**Problem**: Every record, from the first to the last, is to be printed again exactly.

**Supplied data**:
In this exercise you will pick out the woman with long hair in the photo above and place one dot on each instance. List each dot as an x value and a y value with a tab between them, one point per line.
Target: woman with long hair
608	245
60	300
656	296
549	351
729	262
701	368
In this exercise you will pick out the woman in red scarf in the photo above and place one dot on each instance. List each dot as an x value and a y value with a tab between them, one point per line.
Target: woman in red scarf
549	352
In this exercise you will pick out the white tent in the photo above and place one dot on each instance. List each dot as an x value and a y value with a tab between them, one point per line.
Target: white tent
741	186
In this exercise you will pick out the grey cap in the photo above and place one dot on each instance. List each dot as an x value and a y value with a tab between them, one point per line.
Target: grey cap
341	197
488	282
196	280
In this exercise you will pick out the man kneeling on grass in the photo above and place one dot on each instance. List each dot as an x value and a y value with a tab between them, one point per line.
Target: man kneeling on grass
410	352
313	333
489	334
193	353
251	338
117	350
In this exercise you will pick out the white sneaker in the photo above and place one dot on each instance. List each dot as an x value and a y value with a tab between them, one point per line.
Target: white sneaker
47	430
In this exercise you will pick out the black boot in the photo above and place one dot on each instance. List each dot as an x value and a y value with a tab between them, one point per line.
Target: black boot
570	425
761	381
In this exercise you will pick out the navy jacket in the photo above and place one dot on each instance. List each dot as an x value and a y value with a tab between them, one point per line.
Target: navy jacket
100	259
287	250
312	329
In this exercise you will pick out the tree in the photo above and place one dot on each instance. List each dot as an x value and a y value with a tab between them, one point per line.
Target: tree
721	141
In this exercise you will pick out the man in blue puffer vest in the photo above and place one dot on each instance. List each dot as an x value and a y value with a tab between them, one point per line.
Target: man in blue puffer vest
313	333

**Task solution**:
In this exercise you will pick out the woman with long hair in the photo above and place one dot on each instance. List each dot as an x value and a y value with a tab between them, one point per line.
Target: woman with long hair
608	245
60	300
656	296
549	351
729	262
701	368
In this exercise you will pick out the woman in red scarf in the photo above and place one dot on each instance. List each dot as an x value and a y value with a tab between them, one point per line.
Target: woman in red scarf
549	352
In this exercise you will pick out the white tent in the photo above and place one dot on each instance. List each dot as an x value and a y value with a tab between them, one point per line.
Target: white tent
741	186
In this exercise you will pick out the grey cap in the photo above and place one dot on each instance. List each dot as an x value and a y value with a tab between them, one point per line.
Target: grey cap
341	197
488	282
196	280
In this exercise you will pick out the man kneeling on grass in the photo above and place one dot on each instance. List each dot as an x value and a y value with a tab between them, one point per line.
Target: man kneeling on grass
410	352
313	333
489	334
193	353
251	338
117	350
In this exercise you will pick out the white sneaker in the photo above and place one dot on each instance. List each dot as an x value and a y value with a tab between them, one point per line.
Target: white sneaker
47	430
In this exercise you will pick out the black boot in the photo above and place one dot on each instance. List each dot as an x value and a y value with a tab between them, one point per line.
Target: black boot
570	425
761	381
In this exercise you will pick out the navy jacket in the photo above and place one dot on each instance. List each dot as an x value and a y value with a tab between them, one point per line.
Target: navy jacket
100	259
287	250
312	329
In this exercise you will pick out the tree in the photo above and place one dot on each instance. List each dot as an x value and a y value with a tab between them, one point per line.
Target: tree
721	141
In this exercise you will pick out the man in blue puffer vest in the photo above and place one dot on each instance. List each dot as an x value and a y value with a tab between them, one point per line.
Target: man in blue puffer vest
313	333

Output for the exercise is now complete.